- _Enunciado_
Transcreva, dos comentários abaixo sobre a Guiné, a passagem que vai de "O facto de lá" a "promessa de reencontro.", sem nenhuma alteração.

Juvenal Amado disse...

A Guiné tornou-nos em irmãos.
O facto de lá termos estado anula desde logo estatuos siciais, paixões clubisticas e partidárias.
Vem a conversa de início timida, depois a despedida com abraço de velhos conhecidos e fica a promessa de reencontro.

Depois disso, o dia corre no silêncio das nossas recordações.

Foi o que nós soldados trouxemos na bagagem, um coração enorme, que bombeia mais forte,quando falamos daquela terra e suas gentes.
Um abraço para o Torcato e toda a Tabanca

Juvenal Amado

Hélder Valério disse...

Olá amigos, pode parecer desnecessário mas comento apenas para dizer que é exactamente assim como o Juvenal Amado retratou, que eu também entendo este "fenómono" dos "guineistas", de como o tempo nos foi aproximando desta forma fraterna, de que o Blogue é apenas uma amostra, bem válida, por sinal.
Um abraço para todos e em particular para o TM.
Fico com curiosidade em saber se esse episódio tem ou teve sequência e, caso sim, se esse camarada tem condições (meios técnicos, nada de juizos de valor...) para conhecer o nosso Blogue.
Hélder S.

jorge félix disse...

... eu sabia ... Aquela água da Bolanha ferra-nos marcas que nos identificam em qualquer chão.
Gostei muito do "guião",diálogos, que são teus mas também nos pertencem.
Todos,mas todos, (os Luso-guinéus), viveram esta história.É bom que alguém as escreva, aqui no Blog, para que a alma sossegue e o corpo relaxe. Boa escrita TMendonça.
Estou á espera de mais.
Jorge Félix

Anónimo disse...

Quase comovente... não fosse ver um alentejano a "pescar" alentejanos no Alentejo.
Espero que das próximas vezes seja um 2CV...

- _Dados extraídos_
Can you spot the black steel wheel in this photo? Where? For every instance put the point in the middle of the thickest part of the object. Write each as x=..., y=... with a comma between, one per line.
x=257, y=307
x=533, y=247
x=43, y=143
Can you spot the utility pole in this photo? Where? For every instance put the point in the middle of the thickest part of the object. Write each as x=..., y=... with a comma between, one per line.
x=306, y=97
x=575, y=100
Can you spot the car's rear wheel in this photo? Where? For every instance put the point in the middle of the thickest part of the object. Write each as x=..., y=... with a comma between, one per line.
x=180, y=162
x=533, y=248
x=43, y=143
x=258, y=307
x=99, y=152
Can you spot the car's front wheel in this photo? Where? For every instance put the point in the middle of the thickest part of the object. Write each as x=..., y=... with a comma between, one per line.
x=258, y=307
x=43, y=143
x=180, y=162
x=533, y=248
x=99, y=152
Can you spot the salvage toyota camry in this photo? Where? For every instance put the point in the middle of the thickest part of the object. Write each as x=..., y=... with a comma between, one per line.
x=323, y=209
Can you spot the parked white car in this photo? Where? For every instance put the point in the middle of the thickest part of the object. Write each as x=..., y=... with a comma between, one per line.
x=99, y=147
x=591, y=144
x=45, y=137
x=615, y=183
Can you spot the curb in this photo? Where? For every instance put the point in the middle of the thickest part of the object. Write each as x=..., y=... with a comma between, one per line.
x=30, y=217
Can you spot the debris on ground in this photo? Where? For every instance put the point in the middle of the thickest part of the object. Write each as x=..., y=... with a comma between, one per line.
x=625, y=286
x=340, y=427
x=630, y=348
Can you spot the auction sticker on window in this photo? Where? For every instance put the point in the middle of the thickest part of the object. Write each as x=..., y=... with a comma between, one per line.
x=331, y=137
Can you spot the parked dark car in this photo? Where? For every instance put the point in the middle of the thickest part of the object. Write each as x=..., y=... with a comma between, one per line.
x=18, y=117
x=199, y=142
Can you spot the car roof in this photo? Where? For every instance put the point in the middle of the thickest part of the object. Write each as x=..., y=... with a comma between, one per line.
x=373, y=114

- _Resposta_
O facto de lá termos estado anula desde logo estatuos siciais, paixões clubisticas e partidárias.
Vem a conversa de início timida, depois a despedida com abraço de velhos conhecidos e fica a promessa de reencontro.